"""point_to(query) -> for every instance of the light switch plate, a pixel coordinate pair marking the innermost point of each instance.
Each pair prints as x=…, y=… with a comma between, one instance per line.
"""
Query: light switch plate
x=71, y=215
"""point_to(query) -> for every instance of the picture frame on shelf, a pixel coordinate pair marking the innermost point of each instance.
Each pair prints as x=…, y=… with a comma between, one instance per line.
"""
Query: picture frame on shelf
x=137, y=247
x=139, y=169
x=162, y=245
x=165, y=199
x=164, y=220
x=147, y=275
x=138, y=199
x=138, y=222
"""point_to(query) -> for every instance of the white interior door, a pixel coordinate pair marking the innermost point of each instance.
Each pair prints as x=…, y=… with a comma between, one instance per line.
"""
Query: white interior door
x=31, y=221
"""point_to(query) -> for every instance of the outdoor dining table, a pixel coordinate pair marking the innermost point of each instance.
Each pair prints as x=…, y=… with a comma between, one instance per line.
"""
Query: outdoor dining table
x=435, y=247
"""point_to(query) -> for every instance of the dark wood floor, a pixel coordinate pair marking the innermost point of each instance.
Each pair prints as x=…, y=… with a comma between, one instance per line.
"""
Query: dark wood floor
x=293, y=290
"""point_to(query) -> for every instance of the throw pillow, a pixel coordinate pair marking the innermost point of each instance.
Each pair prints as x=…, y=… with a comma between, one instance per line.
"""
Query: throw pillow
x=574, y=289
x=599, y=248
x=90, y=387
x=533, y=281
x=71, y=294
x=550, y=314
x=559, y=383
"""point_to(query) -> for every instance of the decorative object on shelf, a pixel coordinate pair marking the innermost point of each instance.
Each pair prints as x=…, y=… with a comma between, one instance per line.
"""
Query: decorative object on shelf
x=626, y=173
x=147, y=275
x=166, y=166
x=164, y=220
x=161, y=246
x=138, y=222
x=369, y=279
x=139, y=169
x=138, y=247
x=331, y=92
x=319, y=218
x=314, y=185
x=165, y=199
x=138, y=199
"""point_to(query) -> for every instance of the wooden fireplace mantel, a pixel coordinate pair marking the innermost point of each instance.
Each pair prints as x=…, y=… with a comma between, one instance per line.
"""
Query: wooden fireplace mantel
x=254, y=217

To do
Only the lines holding the word "point" belong in the answer; copy them from the listing above.

Exercise answer
"""point_to(query) -> for every instance of the light switch plate, a pixel coordinate pair marking the innermost point of each instance.
"""point_to(query) -> for every instance of the picture frame on shelf, a pixel coordinate pair marking the innermost point of each instance.
"""point_to(query) -> for every instance of the white interior door, a pixel coordinate pair marking the innermost point of each instance.
"""point_to(query) -> for every instance of the outdoor dining table, a pixel coordinate pair marking the innermost point of each instance.
"""point_to(query) -> for every instance of the dark wood floor, a pixel coordinate pair marking the innermost point of each instance.
"""point_to(query) -> for every instance of the throw pillow, a pixel coordinate pair marking the innermost point of each instance.
"""point_to(query) -> for every instance of the decorative object on shelf, a pixel coordinate pair marking the innermost point of each instance.
"""point_to(query) -> for every instance of the wooden fireplace mantel, a pixel coordinate pair marking the innermost point of each instance.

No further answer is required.